- **Records supplied**:
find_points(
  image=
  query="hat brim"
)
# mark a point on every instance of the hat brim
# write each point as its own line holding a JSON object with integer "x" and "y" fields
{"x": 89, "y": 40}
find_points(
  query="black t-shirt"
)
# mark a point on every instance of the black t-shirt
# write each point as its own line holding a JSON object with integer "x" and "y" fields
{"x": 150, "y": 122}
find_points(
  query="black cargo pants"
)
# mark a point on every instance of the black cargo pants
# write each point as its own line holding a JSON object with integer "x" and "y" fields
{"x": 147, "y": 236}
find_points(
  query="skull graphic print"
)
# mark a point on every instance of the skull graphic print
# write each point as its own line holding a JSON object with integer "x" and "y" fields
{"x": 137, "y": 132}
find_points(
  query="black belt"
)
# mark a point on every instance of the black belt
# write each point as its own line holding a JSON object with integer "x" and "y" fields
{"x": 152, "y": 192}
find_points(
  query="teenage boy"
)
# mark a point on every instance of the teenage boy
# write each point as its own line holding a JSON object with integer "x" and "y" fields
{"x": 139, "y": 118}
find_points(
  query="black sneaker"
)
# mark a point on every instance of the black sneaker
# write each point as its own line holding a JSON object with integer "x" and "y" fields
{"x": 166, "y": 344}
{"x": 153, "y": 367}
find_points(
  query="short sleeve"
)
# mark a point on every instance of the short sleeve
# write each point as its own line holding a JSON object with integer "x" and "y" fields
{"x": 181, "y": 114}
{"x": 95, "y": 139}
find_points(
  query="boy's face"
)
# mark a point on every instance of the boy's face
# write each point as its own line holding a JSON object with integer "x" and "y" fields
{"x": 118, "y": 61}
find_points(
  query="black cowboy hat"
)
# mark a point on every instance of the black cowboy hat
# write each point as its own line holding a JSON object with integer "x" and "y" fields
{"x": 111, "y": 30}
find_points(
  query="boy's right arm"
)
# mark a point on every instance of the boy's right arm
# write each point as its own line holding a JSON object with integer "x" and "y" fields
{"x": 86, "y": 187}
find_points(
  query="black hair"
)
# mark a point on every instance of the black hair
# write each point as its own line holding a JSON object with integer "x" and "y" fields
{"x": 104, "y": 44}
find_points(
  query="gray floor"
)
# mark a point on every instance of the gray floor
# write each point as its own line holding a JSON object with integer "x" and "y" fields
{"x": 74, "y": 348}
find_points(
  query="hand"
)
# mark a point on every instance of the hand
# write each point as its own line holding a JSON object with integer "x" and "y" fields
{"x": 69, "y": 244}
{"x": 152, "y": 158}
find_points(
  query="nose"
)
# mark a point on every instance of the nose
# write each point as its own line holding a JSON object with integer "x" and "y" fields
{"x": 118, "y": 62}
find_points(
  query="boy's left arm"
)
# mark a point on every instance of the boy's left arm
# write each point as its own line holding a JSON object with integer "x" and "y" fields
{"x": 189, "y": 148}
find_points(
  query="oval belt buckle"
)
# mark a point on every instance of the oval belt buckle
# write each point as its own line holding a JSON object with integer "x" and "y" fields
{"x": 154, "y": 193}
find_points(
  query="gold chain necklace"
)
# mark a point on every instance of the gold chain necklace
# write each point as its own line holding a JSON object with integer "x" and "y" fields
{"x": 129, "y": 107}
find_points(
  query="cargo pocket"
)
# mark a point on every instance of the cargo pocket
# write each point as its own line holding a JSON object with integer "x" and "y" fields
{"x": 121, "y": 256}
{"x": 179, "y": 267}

- **Prompt**: Reproduce the material above exactly; please quote every line of it.

- **Correct response**:
find_points(
  image=
  query="hat brim"
)
# mark a point on every instance of the hat brim
# write each point as its own line holding a JSON object with integer "x" and "y" fields
{"x": 89, "y": 40}
find_points(
  query="black t-shirt"
)
# mark a point on every instance of the black t-shirt
# write each point as its own line holding a JSON object with integer "x" and "y" fields
{"x": 150, "y": 122}
find_points(
  query="black cargo pants"
)
# mark a point on every instance of the black cargo pants
# write each point as its own line holding a JSON object with integer "x" and "y" fields
{"x": 147, "y": 236}
find_points(
  query="skull graphic print"
)
# mark a point on every instance of the skull graphic print
# write each point as its own line holding a JSON object with integer "x" and "y" fields
{"x": 137, "y": 132}
find_points(
  query="black belt"
)
# mark a point on every instance of the black belt
# write each point as its own line holding a JSON object with integer "x" and "y" fields
{"x": 152, "y": 192}
find_points(
  query="teenage boy"
)
# mark a point on every instance of the teenage boy
# write each point as its own line holding a JSON object with integer "x" and "y" fields
{"x": 139, "y": 118}
find_points(
  query="black sneaker"
)
# mark a point on every instance of the black sneaker
# write each point as its own line holding a JSON object with integer "x" and "y" fields
{"x": 166, "y": 344}
{"x": 153, "y": 367}
find_points(
  query="short sleeve"
)
# mark a point on every instance of the short sleeve
# write each point as its own line holding a JSON object with integer "x" and "y" fields
{"x": 181, "y": 114}
{"x": 95, "y": 139}
find_points(
  query="boy's face"
)
# mark a point on every instance of the boy's face
# write each point as its own line holding a JSON object with integer "x" and "y" fields
{"x": 118, "y": 61}
find_points(
  query="black cowboy hat"
)
# mark a point on every instance of the black cowboy hat
# write each point as its own line holding a JSON object with integer "x" and "y" fields
{"x": 111, "y": 30}
find_points(
  query="boy's right arm"
)
# mark a point on every instance of the boy's right arm
# write each point as its own line holding a JSON object with integer "x" and "y" fields
{"x": 86, "y": 187}
find_points(
  query="black hair"
)
# mark a point on every instance of the black hair
# write each point as its own line holding a JSON object with integer "x" and "y" fields
{"x": 104, "y": 44}
find_points(
  query="gray floor"
)
# mark a point on every instance of the gray floor
# write each point as its own line holding a JSON object with integer "x" and "y" fields
{"x": 74, "y": 348}
find_points(
  query="hand"
)
# mark a point on every instance of the hand
# write each point as its own line holding a JSON object with integer "x" and "y" fields
{"x": 69, "y": 244}
{"x": 152, "y": 158}
find_points(
  query="nose"
)
# mark a point on every instance of the nose
# write each point as its own line holding a JSON object with integer "x" and "y" fields
{"x": 118, "y": 62}
find_points(
  query="boy's left arm"
)
# mark a point on every instance of the boy's left arm
# write each point as its own line holding a JSON object with integer "x" and "y" fields
{"x": 189, "y": 148}
find_points(
  query="oval belt buckle"
)
# mark a point on every instance of the oval belt buckle
# write each point as its own line holding a JSON object with integer "x" and "y" fields
{"x": 154, "y": 193}
find_points(
  query="gold chain necklace"
)
# mark a point on every instance of the gold chain necklace
# write each point as its own line holding a JSON object with integer "x" and "y" fields
{"x": 129, "y": 107}
find_points(
  query="cargo pocket"
)
# mark a point on every instance of the cargo pocket
# write each point as its own line holding a JSON object with integer "x" and "y" fields
{"x": 121, "y": 256}
{"x": 179, "y": 267}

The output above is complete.